Referring expression data:

=== Section Start ===

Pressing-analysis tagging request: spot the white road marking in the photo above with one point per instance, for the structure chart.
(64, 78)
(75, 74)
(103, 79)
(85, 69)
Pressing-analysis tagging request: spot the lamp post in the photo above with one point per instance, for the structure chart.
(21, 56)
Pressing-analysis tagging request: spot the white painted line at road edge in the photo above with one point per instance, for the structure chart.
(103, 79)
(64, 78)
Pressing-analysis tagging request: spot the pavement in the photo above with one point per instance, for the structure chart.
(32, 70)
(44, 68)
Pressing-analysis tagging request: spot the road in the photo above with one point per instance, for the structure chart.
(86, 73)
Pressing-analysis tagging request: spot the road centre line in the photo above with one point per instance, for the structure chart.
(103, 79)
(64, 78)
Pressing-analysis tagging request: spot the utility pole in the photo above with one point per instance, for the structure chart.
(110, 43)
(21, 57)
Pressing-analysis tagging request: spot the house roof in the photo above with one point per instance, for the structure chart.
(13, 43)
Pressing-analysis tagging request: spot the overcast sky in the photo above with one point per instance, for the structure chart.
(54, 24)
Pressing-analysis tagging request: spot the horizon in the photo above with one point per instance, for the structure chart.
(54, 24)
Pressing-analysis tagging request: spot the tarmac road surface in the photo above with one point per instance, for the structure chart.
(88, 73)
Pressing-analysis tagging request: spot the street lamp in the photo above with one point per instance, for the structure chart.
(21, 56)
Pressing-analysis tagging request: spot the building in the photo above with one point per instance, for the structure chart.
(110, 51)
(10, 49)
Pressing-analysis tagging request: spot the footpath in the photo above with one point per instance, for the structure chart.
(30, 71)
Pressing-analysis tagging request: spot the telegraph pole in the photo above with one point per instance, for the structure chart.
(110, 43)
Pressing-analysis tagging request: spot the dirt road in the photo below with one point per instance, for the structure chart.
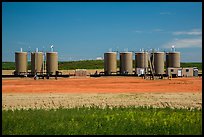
(112, 91)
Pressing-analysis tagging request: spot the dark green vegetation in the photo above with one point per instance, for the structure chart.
(94, 120)
(87, 64)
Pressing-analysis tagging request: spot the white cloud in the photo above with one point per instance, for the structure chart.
(185, 43)
(192, 32)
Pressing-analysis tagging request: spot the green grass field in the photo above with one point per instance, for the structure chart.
(87, 64)
(97, 121)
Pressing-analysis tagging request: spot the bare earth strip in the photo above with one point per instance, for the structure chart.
(70, 100)
(27, 93)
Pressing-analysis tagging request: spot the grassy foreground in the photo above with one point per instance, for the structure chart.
(95, 121)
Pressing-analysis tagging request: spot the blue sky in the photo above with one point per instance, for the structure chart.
(85, 30)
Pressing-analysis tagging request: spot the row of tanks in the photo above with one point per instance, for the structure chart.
(37, 63)
(142, 60)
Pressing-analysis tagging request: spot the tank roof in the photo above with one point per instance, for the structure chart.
(110, 52)
(20, 52)
(51, 52)
(36, 52)
(173, 52)
(126, 52)
(159, 52)
(142, 52)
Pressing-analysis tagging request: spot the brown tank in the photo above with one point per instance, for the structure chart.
(158, 62)
(21, 62)
(173, 59)
(126, 63)
(52, 62)
(110, 63)
(36, 62)
(141, 60)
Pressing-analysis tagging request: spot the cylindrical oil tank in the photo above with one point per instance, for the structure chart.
(21, 62)
(36, 62)
(126, 63)
(158, 59)
(141, 60)
(51, 62)
(173, 59)
(110, 63)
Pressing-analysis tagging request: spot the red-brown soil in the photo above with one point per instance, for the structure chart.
(101, 85)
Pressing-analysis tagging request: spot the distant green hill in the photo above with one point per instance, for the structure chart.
(88, 64)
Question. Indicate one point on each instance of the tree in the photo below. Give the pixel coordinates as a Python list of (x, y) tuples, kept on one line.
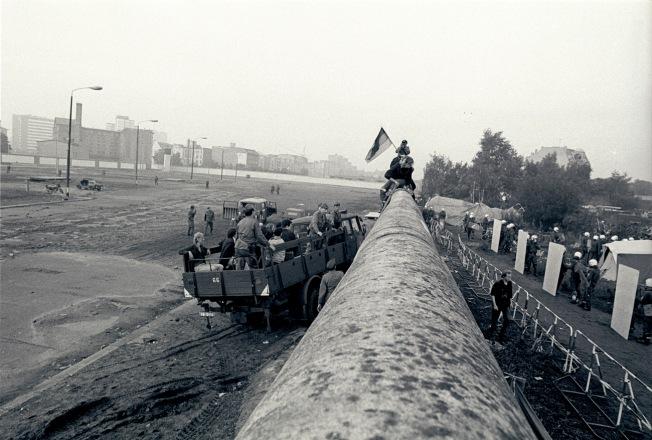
[(159, 157), (4, 143), (546, 192), (496, 168), (175, 160)]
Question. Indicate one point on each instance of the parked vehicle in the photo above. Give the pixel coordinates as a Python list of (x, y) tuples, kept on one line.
[(89, 184), (290, 287)]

=== Section End ===

— ASSIGNMENT —
Starting with the top line, write out all the data above exactly; keep the pictures out.

— PROBLEM SOLUTION —
Pressing-analysis tagging request: spot the white road marking in the photo above with one point per instance, for the structure chart.
(64, 78)
(75, 74)
(103, 79)
(85, 69)
Pressing-analysis tagging request: spot the lamp post in the photo above with one point per instance, for the structure chart.
(21, 56)
Pressing-analysis tagging request: spot the white painted line at road edge in the photo above with one point per instance, for the structure chart.
(103, 79)
(64, 78)
Pressing-analysis tagging request: spot the pavement in the photo above with one point per instance, for the structure chart.
(32, 70)
(44, 68)
Pressing-analysis tagging request: spot the road in the photo above with one point per instance, for the structure chart.
(86, 73)
Pressing-analysis tagging request: spot the road centre line in the photo above with one point per instance, for the structure chart.
(103, 79)
(64, 78)
Pressing-analysis tagging request: spot the utility pole in the photo above with one point per instance, for the structure chart.
(110, 43)
(21, 57)
Pressing-analysis tagging request: spot the house roof in the photo above with one point per instance, for the structure chart.
(13, 43)
Pressing-analysis tagging request: spot the overcast sky in the photo above with one point per instance, for the structure chart.
(54, 24)
Pressing-analysis tagging request: spot the horizon in the photo above with one point per instance, for the structure chart.
(54, 24)
Pressing-analysis tagging request: spot the tarmac road surface in the photo above with one point per instance, for the structure chart.
(88, 73)
Pressing-analysis tagging request: spot the street lamp in the photo above with one point per instance, for the structure chart.
(21, 56)
Pressing-analysis tagging request: spot the building in the photo above with one point per instance, for the structure chart.
(110, 51)
(10, 49)
Pressing-analysis tagging request: spot the footpath in the photo above with one point per instance, for the structure chart.
(30, 71)
Pressing-analysis tagging request: spot the telegraph pole in the photo above with one point per instance, for the structure chart.
(110, 43)
Pressing-analysis tagging request: spot the dirt road in the photo below with one point per instance, for the structure chart.
(112, 91)
Pressing-analysis tagging request: spot the dark green vegetation in the photo above with one point per instance, for the structure chart.
(94, 120)
(87, 64)
Pressing-analysis tagging request: spot the white cloud in the photo above with one point per instance, for the structure chart.
(185, 43)
(192, 32)
Pressing-analysis tagging request: spot the green grass field in the photo above with one point per instance, for the structure chart.
(87, 64)
(97, 121)
Pressing-analysis tagging request: spot the bare earth strip in the photo above with one point per instance, for the structure chart.
(70, 100)
(27, 93)
Pressing-analysis tagging request: spot the grassy foreground in the photo above with one point per instance, for the structure chart.
(95, 121)
Pressing-analysis tagging request: spot the blue sky in the photo above with one point per instance, for the structure chart.
(85, 30)
Pressing-analysis tagging request: spot the row of tanks in the photo above with one point per instance, for the structure chart.
(37, 63)
(142, 60)
Pressing-analysis tagging request: spot the tank roof in the photo above with one point per instance, for the structure chart.
(110, 52)
(20, 52)
(51, 52)
(36, 52)
(173, 52)
(126, 52)
(159, 52)
(142, 52)
Pressing-analysis tagging request: spot the brown tank in the photo above with one point per instance, for the structure chart.
(158, 62)
(21, 62)
(173, 59)
(126, 63)
(52, 62)
(110, 63)
(36, 62)
(141, 60)
Pressing-analysis tagging request: spot the cylindrical oil tank in the photo above with one point per instance, for the structure chart.
(21, 62)
(36, 62)
(126, 63)
(158, 59)
(141, 60)
(51, 62)
(173, 59)
(110, 63)
Pressing-analysis tagging request: spot the red-brown soil in the photo above with one point per instance, for the structure chart.
(101, 85)
Pressing-analysis tagging request: spot the distant green hill in the photo above with one point per instance, for the structure chart.
(88, 64)
Question. Indicate one point on each instance of the tree in the photo below. Give the pixel coordinates as a Python list of (x, y) tuples, kept on one line.
[(159, 157), (4, 143), (546, 192), (496, 168), (175, 160)]
Question. Indicate one point on each instance of the parked vehicle in the photo above. Give the pixel coordinates as a Python list of (x, y) tuples, kept on one line.
[(89, 184), (290, 287)]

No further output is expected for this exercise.